### [What is required]
Verbatim copy, images removed: write out the entries below.

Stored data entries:
****************
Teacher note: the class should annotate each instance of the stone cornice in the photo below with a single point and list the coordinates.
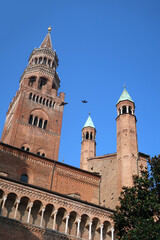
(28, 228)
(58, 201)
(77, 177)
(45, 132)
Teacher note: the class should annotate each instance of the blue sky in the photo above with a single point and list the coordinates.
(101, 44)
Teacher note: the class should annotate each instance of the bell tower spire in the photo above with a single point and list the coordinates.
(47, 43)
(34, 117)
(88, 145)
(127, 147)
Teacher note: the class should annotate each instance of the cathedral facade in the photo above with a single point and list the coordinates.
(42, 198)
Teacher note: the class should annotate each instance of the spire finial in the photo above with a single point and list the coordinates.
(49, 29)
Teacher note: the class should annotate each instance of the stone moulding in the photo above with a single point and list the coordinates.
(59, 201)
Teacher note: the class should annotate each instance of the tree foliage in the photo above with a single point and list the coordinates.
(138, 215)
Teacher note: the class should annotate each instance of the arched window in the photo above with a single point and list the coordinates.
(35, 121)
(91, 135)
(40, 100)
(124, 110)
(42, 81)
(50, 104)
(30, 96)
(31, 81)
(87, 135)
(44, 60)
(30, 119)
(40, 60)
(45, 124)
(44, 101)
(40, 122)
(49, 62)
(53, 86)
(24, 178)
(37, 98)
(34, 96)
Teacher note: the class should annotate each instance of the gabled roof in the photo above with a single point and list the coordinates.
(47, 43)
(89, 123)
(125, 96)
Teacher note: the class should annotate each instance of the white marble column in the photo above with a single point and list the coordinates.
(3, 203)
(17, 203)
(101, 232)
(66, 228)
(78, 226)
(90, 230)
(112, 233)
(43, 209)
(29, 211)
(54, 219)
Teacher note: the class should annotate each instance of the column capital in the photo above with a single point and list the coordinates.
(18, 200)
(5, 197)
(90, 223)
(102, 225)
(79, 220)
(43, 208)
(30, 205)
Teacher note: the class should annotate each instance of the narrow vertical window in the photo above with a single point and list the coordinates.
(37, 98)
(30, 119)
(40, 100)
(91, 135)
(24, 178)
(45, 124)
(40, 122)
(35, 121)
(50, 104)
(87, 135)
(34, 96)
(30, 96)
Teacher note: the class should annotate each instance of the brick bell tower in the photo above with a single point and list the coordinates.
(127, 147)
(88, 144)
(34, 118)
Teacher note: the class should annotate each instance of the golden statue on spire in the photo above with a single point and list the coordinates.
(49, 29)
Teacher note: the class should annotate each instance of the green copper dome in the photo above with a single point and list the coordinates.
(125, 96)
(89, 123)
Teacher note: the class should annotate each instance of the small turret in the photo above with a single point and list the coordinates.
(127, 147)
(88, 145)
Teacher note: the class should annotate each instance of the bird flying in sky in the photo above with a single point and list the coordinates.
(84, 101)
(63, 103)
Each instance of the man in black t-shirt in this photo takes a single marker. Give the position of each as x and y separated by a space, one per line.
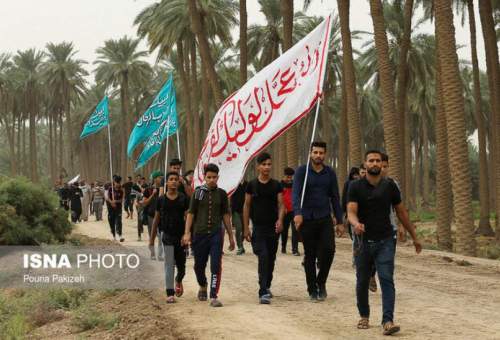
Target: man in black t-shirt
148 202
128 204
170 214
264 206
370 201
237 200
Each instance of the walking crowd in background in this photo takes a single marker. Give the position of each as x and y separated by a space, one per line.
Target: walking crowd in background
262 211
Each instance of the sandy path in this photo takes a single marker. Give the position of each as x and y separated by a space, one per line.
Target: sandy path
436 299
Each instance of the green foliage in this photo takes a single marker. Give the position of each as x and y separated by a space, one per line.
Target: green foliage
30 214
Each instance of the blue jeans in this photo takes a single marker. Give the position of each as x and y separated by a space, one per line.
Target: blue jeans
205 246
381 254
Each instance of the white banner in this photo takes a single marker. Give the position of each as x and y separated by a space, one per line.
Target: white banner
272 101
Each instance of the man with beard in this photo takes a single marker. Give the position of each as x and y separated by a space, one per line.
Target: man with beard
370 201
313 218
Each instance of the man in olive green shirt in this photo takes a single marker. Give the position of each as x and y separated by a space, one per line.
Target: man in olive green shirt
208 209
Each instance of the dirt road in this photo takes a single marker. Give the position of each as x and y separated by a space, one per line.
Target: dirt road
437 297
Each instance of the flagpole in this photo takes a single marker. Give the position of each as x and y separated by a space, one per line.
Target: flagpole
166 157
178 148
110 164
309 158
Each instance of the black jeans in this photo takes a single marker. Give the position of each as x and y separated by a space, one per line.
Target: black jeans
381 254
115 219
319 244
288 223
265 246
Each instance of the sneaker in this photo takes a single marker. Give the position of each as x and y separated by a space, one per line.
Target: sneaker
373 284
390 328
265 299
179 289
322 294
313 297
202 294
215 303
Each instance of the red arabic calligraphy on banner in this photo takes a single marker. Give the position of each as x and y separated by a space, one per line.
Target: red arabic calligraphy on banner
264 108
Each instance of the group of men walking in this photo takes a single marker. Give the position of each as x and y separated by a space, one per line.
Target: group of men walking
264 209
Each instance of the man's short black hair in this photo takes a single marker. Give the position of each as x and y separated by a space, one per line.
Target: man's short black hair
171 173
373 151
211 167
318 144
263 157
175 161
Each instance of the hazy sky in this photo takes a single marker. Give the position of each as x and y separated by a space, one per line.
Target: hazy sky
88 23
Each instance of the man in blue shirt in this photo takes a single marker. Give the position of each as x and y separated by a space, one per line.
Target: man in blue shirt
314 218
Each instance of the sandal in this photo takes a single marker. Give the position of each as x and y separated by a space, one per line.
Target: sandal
****************
### [Answer space]
Teacher note: the class should annotate each instance of the stone cornice in the photo below with a single point and list the coordinates.
(28, 228)
(58, 201)
(77, 177)
(45, 132)
Teacher note: the class should annotate each instance of the blue sky in the photo above with a single point and list the coordinates.
(101, 44)
Teacher note: the class should annotate each instance of the bell tower spire in the photo above with a single point and list the coordinates.
(47, 43)
(34, 117)
(88, 145)
(127, 147)
Teacher note: the class should annotate each instance of the cathedral facade in the photo above with a single point and list the coordinates.
(42, 198)
Teacher note: the class should annotate each instance of the spire finial in the photo above with a single point and list the coordinates.
(49, 29)
Teacher note: the class should annotate each instance of the stone moulding in the photo above with a single point and list the coordinates.
(59, 201)
Teacher note: the class should annotate each instance of the tree foliage in the photo above with a single point and list the coordinates.
(138, 215)
Teacher note: the class should annotate each instance of the arched window in the photo above with a single point and list the coordinates.
(35, 121)
(91, 135)
(40, 100)
(124, 110)
(42, 81)
(50, 104)
(30, 96)
(31, 81)
(87, 135)
(44, 60)
(30, 119)
(40, 60)
(45, 124)
(44, 101)
(40, 122)
(49, 62)
(53, 86)
(24, 178)
(37, 98)
(34, 96)
Teacher note: the class should annotate each instance of the gabled roof in the photo above with a single point and list the coordinates.
(47, 43)
(89, 123)
(125, 96)
Teacher note: the class should annotate each instance of the white marble column in the photo above with a single point and list the coordinates.
(3, 203)
(17, 203)
(101, 232)
(66, 228)
(78, 226)
(90, 230)
(112, 233)
(43, 209)
(29, 211)
(54, 219)
Teacher note: the class should annotate each instance of the column capital in the photo above with a single point and list the coordinates.
(18, 200)
(5, 197)
(90, 223)
(102, 225)
(79, 220)
(43, 208)
(30, 205)
Teacher note: the class should annotate each instance of the narrow vertical window in the photo above with a single point and list the coordinates.
(37, 98)
(30, 119)
(40, 100)
(91, 135)
(24, 178)
(45, 124)
(40, 122)
(35, 121)
(50, 104)
(87, 135)
(34, 96)
(30, 96)
Teacher note: the class should annotate each instance of the brick bell tower in the photo above with a single point and list the coordinates.
(127, 147)
(88, 144)
(34, 118)
Teacher note: the class should annotate each instance of the golden statue on spire in the photo above with a single point and list the coordinates.
(49, 29)
Teacher note: the class should annotate each instance of the green copper dome in the photo above with a single point and list the coordinates.
(125, 96)
(89, 123)
Teacher note: the class should annotate each instance of the small turret in the photo above with a single point and list the coordinates.
(127, 147)
(88, 145)
Teacher note: the class should annotate each instance of the bird flying in sky in the photo above with a single point and list the coordinates.
(84, 101)
(63, 103)
Each instance of the man in black t-shirt in this photo takes a single marker. Give the position of each as x and y separated by a space, one per line.
Target: man in black t-shirt
148 202
128 204
170 214
264 206
370 201
237 200
Each instance of the walking crowd in background in this photo takes a single marker. Give the position of each as x and y separated by a space, one per line.
Target: walking crowd in background
262 211
Each instance of the sandy path in this photo takes a single marker. Give the position of each as x and y separated by a space, one per line.
Target: sandy path
436 299
Each instance of the green foliage in this photo takes a single marker. Give the position of each as x and y separated by a space, one per line.
Target: green foliage
30 214
Each instance of the blue jeans in this photo takes a single marker. Give the position of each as x and y separated by a space, one per line.
Target: blue jeans
205 246
381 254
Each instance of the white banner in this photo takes a single marker. Give the position of each as x and y separated by a space, one per line.
Target: white banner
272 101
Each instance of the man with beard in this photo takes a single marker. Give the position of each as x and y separated by a space, one per line.
Target: man with beard
370 201
313 218
Each instance of the man in olive green shirt in this photo takes a single marker. Give the position of each as x and y separated by a space, one per line.
Target: man in olive green shirt
208 209
Each instance of the dirt road in this photo takes a single marker. Give the position of each as x and y separated by a space, one per line.
Target: dirt road
437 297
Each instance of the flagpole in this photo takes a single marker. Give the position of each as x and y separated by a space, one per line.
Target: flagpole
166 157
178 148
110 164
309 158
Each instance of the black jeans in this photo takes a single marker. Give the position of each as x and y separated by a space, one per line.
Target: black jeans
381 254
115 219
319 244
288 223
265 246
Each instance of the sneaker in this photo takes a single marker. Give the position of each as x and y separated by a space, one per line.
Target: sneaker
373 284
390 328
265 299
179 289
322 294
313 297
202 294
215 303
Each instance of the red arabic calligraphy on banner in this photo takes a single marker. Give the position of each as x and y separated by a space, one per line.
Target: red arabic calligraphy on banner
264 108
Each instance of the group of men walking in this photo takes a single marker. Give the position of each as x and y separated by a space, one per line.
Target: group of men walking
264 209
Each instance of the man's short black hair in this photo takes a single marker. Give the position of each as x and y separated by a space, one per line.
Target: man's short black hair
171 173
373 151
211 167
318 144
263 157
175 161
Each instance of the hazy sky in this photo takes a single marker. Give the position of each as x and y separated by a space, one per line.
Target: hazy sky
88 23
Each instance of the man in blue shirt in this photo takes a single marker. Give the position of each as x and y separated by a space, one per line.
Target: man in blue shirt
314 218
Each instance of the sandal in this photo takes a single marker. Give the position of each as x and y separated by a space, one per line.
Target: sandal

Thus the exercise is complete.